THE EXERCISE:
Can you recast every line of the records below as a JSON list of strings, one string per line, with blank lines left out?

THE RECORDS:
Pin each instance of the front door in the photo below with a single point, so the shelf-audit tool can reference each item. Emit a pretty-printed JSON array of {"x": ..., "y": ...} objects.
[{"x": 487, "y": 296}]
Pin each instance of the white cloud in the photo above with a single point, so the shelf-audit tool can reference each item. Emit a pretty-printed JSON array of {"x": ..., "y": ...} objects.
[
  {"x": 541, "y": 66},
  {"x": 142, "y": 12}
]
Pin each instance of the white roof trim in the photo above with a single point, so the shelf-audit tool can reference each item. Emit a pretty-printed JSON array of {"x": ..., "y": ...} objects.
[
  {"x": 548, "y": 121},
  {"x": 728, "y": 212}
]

THE RESULT:
[
  "Pin each instance of the front door in the photo below with a single point, so the shelf-audit tool can reference each item. Emit a pretty-printed JSON array of {\"x\": ..., \"y\": ...} objects.",
  "[{\"x\": 487, \"y\": 296}]",
  "Pin each instance of the white cloud in the photo above with a single point, so the shelf-audit tool can reference each item. Emit a pretty-printed JSON array of {\"x\": ..., \"y\": ...} objects.",
  "[",
  "  {\"x\": 541, \"y\": 66},",
  "  {\"x\": 142, \"y\": 12}",
  "]",
  "Pin each instance of the white roof trim in the photo above with a single point, so the shelf-audit tool can reference each item. Emit a pretty-printed JSON array of {\"x\": ..., \"y\": ...} objects.",
  "[",
  "  {\"x\": 548, \"y\": 121},",
  "  {\"x\": 728, \"y\": 212}",
  "]"
]